*Exercise aim*. Please give a word-for-word repeat of the line containing "Per instance of the white cathedral, set" and all lines that come after it in the entries below, ending at the last line.

Photo-based referring expression data:
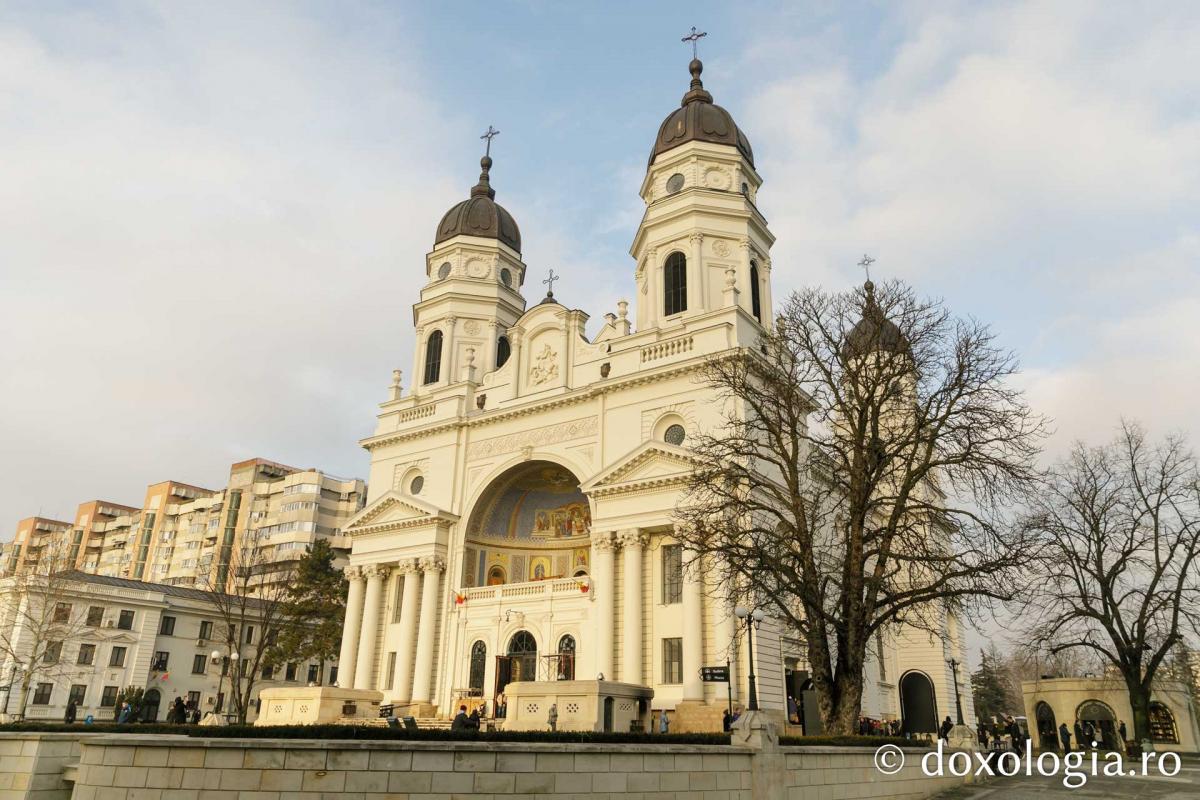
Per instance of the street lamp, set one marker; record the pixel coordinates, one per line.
(958, 698)
(233, 672)
(753, 619)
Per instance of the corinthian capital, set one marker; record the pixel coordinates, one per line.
(633, 537)
(605, 542)
(377, 571)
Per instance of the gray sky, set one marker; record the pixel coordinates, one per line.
(214, 218)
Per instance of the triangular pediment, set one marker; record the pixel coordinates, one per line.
(397, 510)
(653, 462)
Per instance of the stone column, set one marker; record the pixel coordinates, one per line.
(633, 542)
(411, 575)
(423, 672)
(693, 627)
(604, 546)
(696, 274)
(376, 576)
(351, 626)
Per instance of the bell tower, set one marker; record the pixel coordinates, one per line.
(472, 293)
(702, 245)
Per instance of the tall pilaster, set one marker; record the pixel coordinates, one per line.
(423, 677)
(633, 542)
(376, 576)
(412, 577)
(604, 578)
(693, 627)
(348, 654)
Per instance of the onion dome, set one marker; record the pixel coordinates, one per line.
(874, 332)
(700, 120)
(480, 215)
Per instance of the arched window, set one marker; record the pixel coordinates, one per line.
(433, 358)
(478, 665)
(523, 656)
(503, 350)
(567, 657)
(675, 284)
(755, 296)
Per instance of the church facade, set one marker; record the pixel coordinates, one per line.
(522, 491)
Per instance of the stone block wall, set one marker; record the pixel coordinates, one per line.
(31, 765)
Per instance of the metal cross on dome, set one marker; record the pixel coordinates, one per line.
(694, 37)
(867, 265)
(491, 134)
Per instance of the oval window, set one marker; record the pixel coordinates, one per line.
(675, 434)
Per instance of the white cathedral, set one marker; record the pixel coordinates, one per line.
(519, 537)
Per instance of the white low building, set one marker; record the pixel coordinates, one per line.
(119, 633)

*Answer for this exercise*.
Per instance of the white cathedral, set one marker; record the pixel coordinates, one per line.
(519, 537)
Per instance of the white low building, set one marker; record the pixel coordinates, one per line.
(119, 633)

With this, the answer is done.